What the task requires: Could you please retype the records exactly, minus their pictures?

"""

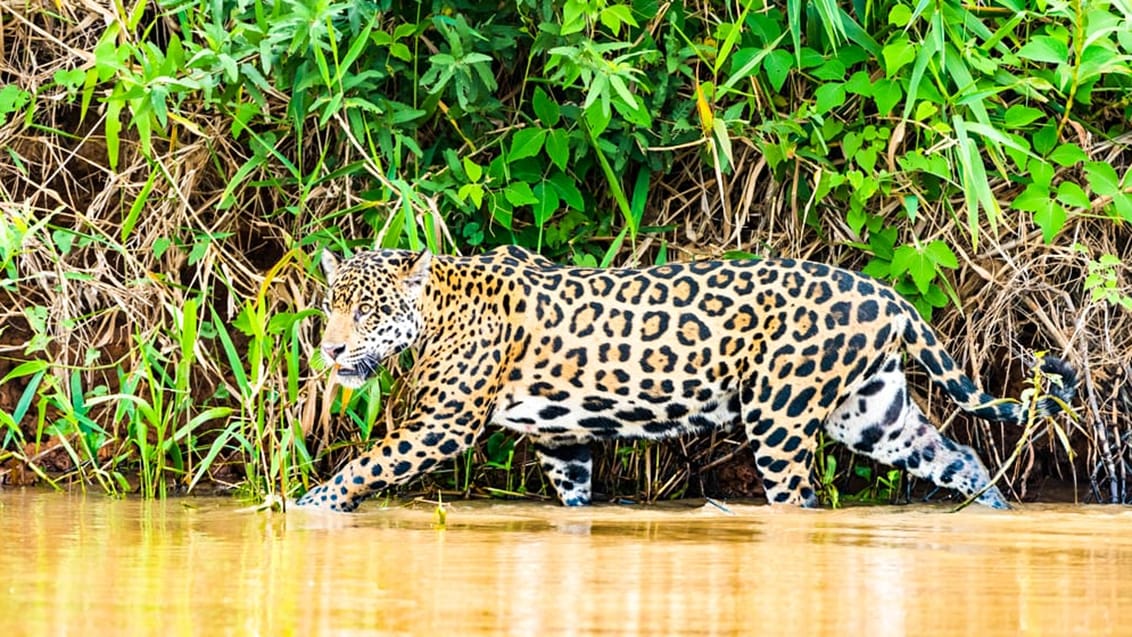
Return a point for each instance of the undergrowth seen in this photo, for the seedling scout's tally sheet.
(172, 168)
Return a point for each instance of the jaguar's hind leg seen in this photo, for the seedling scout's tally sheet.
(881, 421)
(567, 466)
(785, 455)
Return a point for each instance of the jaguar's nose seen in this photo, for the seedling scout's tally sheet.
(332, 351)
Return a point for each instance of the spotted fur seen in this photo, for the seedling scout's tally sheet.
(569, 355)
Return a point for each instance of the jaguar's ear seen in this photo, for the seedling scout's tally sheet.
(329, 264)
(417, 269)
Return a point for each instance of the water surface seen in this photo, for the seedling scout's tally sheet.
(75, 565)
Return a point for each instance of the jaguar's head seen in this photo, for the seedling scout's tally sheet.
(372, 309)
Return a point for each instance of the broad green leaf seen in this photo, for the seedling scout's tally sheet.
(472, 170)
(829, 96)
(545, 108)
(1103, 179)
(1051, 218)
(1072, 195)
(520, 194)
(897, 54)
(919, 266)
(777, 65)
(886, 94)
(526, 143)
(900, 15)
(1019, 115)
(547, 204)
(1068, 155)
(1045, 49)
(942, 255)
(558, 147)
(567, 190)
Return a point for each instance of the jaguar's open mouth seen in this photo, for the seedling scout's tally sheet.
(354, 376)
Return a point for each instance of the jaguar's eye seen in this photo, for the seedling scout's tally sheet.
(362, 311)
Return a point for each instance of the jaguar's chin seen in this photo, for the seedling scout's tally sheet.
(350, 377)
(357, 375)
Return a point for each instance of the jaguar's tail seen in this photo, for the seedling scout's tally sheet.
(922, 344)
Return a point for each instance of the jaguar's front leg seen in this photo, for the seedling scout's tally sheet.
(401, 456)
(447, 418)
(567, 466)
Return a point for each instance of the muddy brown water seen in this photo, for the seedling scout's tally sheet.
(74, 565)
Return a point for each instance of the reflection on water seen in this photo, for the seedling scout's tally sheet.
(88, 565)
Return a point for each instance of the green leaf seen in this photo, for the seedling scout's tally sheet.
(1045, 49)
(1068, 155)
(546, 205)
(1103, 179)
(777, 65)
(942, 255)
(859, 84)
(526, 143)
(918, 265)
(520, 194)
(1072, 195)
(558, 147)
(900, 16)
(1019, 115)
(829, 96)
(545, 108)
(472, 170)
(897, 54)
(565, 187)
(886, 94)
(1051, 218)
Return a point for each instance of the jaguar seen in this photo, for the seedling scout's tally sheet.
(567, 355)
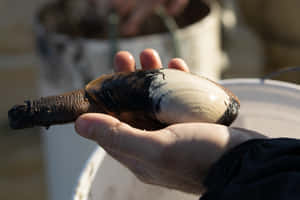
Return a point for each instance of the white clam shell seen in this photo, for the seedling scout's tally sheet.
(183, 97)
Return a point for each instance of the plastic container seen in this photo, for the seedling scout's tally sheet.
(68, 62)
(270, 107)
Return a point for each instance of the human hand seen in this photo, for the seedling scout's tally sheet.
(137, 11)
(178, 156)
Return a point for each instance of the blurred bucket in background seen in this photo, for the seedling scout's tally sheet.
(277, 24)
(269, 107)
(69, 62)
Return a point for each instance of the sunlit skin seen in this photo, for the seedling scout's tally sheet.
(178, 156)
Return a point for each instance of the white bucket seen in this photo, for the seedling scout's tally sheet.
(67, 60)
(270, 107)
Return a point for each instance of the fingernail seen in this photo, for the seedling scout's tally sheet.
(83, 127)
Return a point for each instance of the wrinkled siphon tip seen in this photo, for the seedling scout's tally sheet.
(18, 117)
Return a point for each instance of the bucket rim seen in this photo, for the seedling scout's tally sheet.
(260, 82)
(87, 174)
(91, 166)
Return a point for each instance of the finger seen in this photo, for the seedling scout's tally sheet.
(111, 134)
(124, 62)
(176, 6)
(150, 59)
(178, 63)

"""

Answer to the exercise:
Return a point for each instance of the undergrowth seen in this photo, for the seedling scout's tally sheet.
(172, 168)
Return a point for each instance of the jaguar's hind leg seen in this photo, for the seedling scout's tally sheet.
(881, 421)
(567, 466)
(785, 455)
Return a point for each instance of the jaguar's nose seen in this photo, for the seedling scout's tally sheet.
(332, 351)
Return a point for each instance of the spotted fur seen in this photo, for the seedling scout's tally sheet.
(569, 355)
Return a point for each instance of the jaguar's ear seen in this photo, for the seedling scout's tally sheet.
(329, 264)
(417, 269)
Return a point for each instance of the water surface seen in this photo, for the seedling scout's tally sheet.
(75, 565)
Return a point for each instance of the jaguar's head seen in this photo, for the seedling scout's tally sheet.
(372, 309)
Return a point for each instance of the broad green leaf seen in this photo, for the seedling scout's tally sheet.
(472, 170)
(829, 96)
(545, 108)
(1103, 179)
(1051, 218)
(1072, 195)
(520, 194)
(897, 54)
(919, 266)
(777, 65)
(886, 94)
(526, 143)
(900, 15)
(1019, 115)
(547, 204)
(1068, 155)
(1045, 49)
(942, 255)
(558, 147)
(567, 190)
Return a point for each instance of the jaguar's open mouth seen in this photo, for the seedling scout's tally sheet.
(354, 376)
Return a point for each instance of the jaguar's eye seen in this photo, for the seedling scout's tally sheet.
(362, 311)
Return a point for each instance of the jaguar's chin seen in this photo, for the seedling scout's tally sheet.
(350, 377)
(357, 375)
Return a point for each instance of the jaguar's tail seen in this photo, for the seedling scout's tally sheet.
(922, 344)
Return a point for each instance of the jaguar's front leg seen in this photo, for the seedling scout's tally sheet.
(401, 456)
(447, 418)
(567, 466)
Return a point for each instance of the muddy brown water seen in this photo, for the seedling scout's tally sheet.
(74, 565)
Return a point for each instance of the reflection on water seen in this photo, for the seedling scout's tally sheet.
(88, 565)
Return a point for each instance of the green leaf seen in this photo, for the seedling scout's tally sheet.
(1045, 49)
(1068, 155)
(546, 205)
(1103, 179)
(777, 65)
(942, 255)
(859, 84)
(526, 143)
(918, 265)
(520, 194)
(1072, 195)
(558, 147)
(900, 16)
(1019, 115)
(829, 96)
(545, 108)
(472, 170)
(897, 54)
(565, 187)
(886, 94)
(1051, 218)
Return a point for each instance of the jaguar seen in this photo, for the seedling scout's tally sheet.
(567, 355)
Return a point for each instance of the white clam shell seen in this photo, for the seedling scout's tally sheet.
(183, 97)
Return a point for each instance of the plastic container seen in this photo, for the seedling scout's tally sheet.
(68, 62)
(270, 107)
Return a point for each instance of the human hand seen in this photo, for the seedling scout's tally sheet.
(137, 11)
(178, 156)
Return a point for each instance of the blurred bucket in background seen in this photo, for the seedling scout's tally sheet.
(277, 24)
(269, 107)
(69, 62)
Return a point for each instance of the sunlit skin seen in this photo, for the seedling scout's tally sheet.
(178, 156)
Return a point for each instance of the white bucket seen in this photo, for the seedling scout's tally sheet.
(67, 60)
(270, 107)
Return a point for each instance of the fingernail seen in this photo, for the seedling scout's tally sheet.
(83, 127)
Return a point for each instance of the wrinkled siphon tip seen in this photo, for the seedling scout's tally sheet.
(18, 117)
Return a point for each instance of the bucket rim seen in this photo, for the seedling scout's tally sheet.
(260, 82)
(87, 174)
(91, 166)
Return a point for each instance of the finger seen in this photo, for the seedling scout's tally sheet.
(111, 134)
(124, 62)
(176, 6)
(150, 59)
(178, 63)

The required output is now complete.